Rows from a pointing dataset
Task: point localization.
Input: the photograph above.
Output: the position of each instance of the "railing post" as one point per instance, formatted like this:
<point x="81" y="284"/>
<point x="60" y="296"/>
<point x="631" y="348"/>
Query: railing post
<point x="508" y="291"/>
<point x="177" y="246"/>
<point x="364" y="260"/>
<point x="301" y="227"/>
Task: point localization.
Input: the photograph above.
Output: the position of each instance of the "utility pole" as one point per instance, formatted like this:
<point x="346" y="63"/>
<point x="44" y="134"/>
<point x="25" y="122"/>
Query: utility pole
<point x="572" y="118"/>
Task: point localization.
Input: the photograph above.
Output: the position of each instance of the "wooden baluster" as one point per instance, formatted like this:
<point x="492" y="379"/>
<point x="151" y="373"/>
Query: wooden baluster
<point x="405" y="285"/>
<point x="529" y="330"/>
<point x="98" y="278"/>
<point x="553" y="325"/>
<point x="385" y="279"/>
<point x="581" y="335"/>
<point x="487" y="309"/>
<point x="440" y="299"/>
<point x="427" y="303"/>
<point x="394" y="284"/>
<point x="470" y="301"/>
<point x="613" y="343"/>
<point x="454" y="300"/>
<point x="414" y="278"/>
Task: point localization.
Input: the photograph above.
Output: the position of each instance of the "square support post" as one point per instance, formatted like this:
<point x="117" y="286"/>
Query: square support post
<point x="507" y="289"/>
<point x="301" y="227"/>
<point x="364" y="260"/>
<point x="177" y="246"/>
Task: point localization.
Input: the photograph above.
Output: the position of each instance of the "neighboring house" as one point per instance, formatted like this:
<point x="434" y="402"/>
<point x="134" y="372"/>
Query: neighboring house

● SHORT PROBLEM: From the records above, extract each line exactly as shown.

● RESULT OF THE TASK:
Task: point localization.
Input: the photograph above.
Output: the position of each instance of the "railing post" as one point per instance, formatted like this:
<point x="81" y="284"/>
<point x="60" y="296"/>
<point x="631" y="348"/>
Query: railing post
<point x="508" y="291"/>
<point x="177" y="246"/>
<point x="364" y="260"/>
<point x="301" y="227"/>
Task: point localization.
Input: the photograph above.
Output: the position of each instance of the "utility pole" as one point per instance, formatted like this:
<point x="346" y="63"/>
<point x="44" y="134"/>
<point x="25" y="122"/>
Query: utility pole
<point x="572" y="118"/>
Task: point localization.
Input: the photograph above.
Output: the position of each instance of the "wooden baluster" as one point per instance, formatted like this:
<point x="492" y="379"/>
<point x="151" y="373"/>
Query: wooden baluster
<point x="405" y="285"/>
<point x="529" y="330"/>
<point x="98" y="278"/>
<point x="553" y="325"/>
<point x="385" y="279"/>
<point x="581" y="335"/>
<point x="487" y="309"/>
<point x="440" y="299"/>
<point x="427" y="303"/>
<point x="394" y="284"/>
<point x="470" y="301"/>
<point x="613" y="343"/>
<point x="454" y="300"/>
<point x="414" y="278"/>
Task: point localization.
Input: the photograph above.
Output: the position of each instance of the "square support post" as one point per instance, formatted like this:
<point x="117" y="286"/>
Query: square support post
<point x="507" y="289"/>
<point x="301" y="227"/>
<point x="364" y="260"/>
<point x="177" y="246"/>
Task: point localization.
Input: the photograph above.
Output: the position of each instance of the "neighboring house" as one point per instance, formatted like this:
<point x="434" y="402"/>
<point x="134" y="372"/>
Query: neighboring house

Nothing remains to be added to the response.